Start MATERIAL PROVIDED

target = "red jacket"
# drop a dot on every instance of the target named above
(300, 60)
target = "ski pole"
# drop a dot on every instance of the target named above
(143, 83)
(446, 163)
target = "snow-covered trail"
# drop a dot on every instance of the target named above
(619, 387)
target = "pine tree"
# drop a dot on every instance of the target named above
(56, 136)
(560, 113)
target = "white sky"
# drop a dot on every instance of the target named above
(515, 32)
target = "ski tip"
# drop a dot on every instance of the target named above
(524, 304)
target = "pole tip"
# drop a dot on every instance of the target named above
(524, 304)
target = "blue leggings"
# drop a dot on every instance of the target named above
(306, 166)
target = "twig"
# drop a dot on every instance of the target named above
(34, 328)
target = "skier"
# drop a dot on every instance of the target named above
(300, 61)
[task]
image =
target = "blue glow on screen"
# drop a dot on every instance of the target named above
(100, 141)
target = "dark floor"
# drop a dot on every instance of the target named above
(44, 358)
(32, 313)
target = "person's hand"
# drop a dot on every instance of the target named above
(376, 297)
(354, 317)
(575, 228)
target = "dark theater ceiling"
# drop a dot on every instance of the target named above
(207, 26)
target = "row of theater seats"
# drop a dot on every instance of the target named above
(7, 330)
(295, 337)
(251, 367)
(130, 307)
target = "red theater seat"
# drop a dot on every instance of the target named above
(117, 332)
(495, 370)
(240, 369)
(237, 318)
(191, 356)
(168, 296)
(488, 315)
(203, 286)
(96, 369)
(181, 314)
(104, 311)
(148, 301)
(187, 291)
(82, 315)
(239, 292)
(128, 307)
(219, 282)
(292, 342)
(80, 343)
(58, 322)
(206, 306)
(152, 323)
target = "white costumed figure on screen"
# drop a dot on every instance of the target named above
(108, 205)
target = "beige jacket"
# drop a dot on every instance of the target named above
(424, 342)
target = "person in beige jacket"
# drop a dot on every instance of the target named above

End MATERIAL PROVIDED

CHALLENGE:
Recopy the entries above in their entirety, exactly.

EXERCISE OUTPUT:
target = "red jacket"
# drop a dot on every instance of the target named above
(300, 60)
target = "ski pole"
# drop a dot on every instance of the target named above
(143, 83)
(446, 163)
target = "snow-covered trail"
# drop a dot on every instance of the target named above
(619, 387)
target = "pine tree"
# drop a dot on every instance of the target named above
(56, 136)
(560, 113)
target = "white sky"
# drop a dot on every instance of the target named above
(515, 32)
target = "ski tip"
# drop a dot on every instance of the target named above
(524, 304)
target = "pole tip"
# drop a dot on every instance of the target named above
(524, 304)
target = "blue leggings"
# drop a dot on every instance of the target named above
(306, 166)
target = "twig"
# drop a dot on every instance of the target named above
(34, 328)
target = "skier"
# drop a dot on every instance of the target named above
(300, 61)
[task]
image =
target = "blue glow on screen"
# drop a dot on every instance of the target named above
(100, 141)
target = "dark floor"
# drop a dot on every instance of the target named above
(44, 358)
(32, 313)
target = "person's hand"
# drop a dot on every instance of the target named above
(376, 297)
(354, 317)
(575, 228)
target = "dark theater ceiling"
# drop a dot on every instance of the target named above
(207, 26)
target = "row of theater seats"
# drop a dot on every instance of the target named above
(7, 330)
(295, 337)
(251, 367)
(130, 307)
target = "red theater seat"
# drop a dot on every instance of the target named above
(117, 332)
(495, 370)
(240, 369)
(237, 318)
(191, 356)
(168, 296)
(488, 315)
(203, 286)
(96, 369)
(181, 314)
(104, 311)
(148, 301)
(187, 291)
(82, 315)
(239, 292)
(128, 307)
(219, 282)
(292, 342)
(80, 343)
(58, 322)
(206, 306)
(152, 323)
target = "white costumed figure on screen"
# drop a dot on every instance of the target named above
(108, 205)
target = "beige jacket"
# drop a dot on every instance of the target named above
(424, 342)
target = "person in beige jacket"
# drop a dot on every instance of the target named above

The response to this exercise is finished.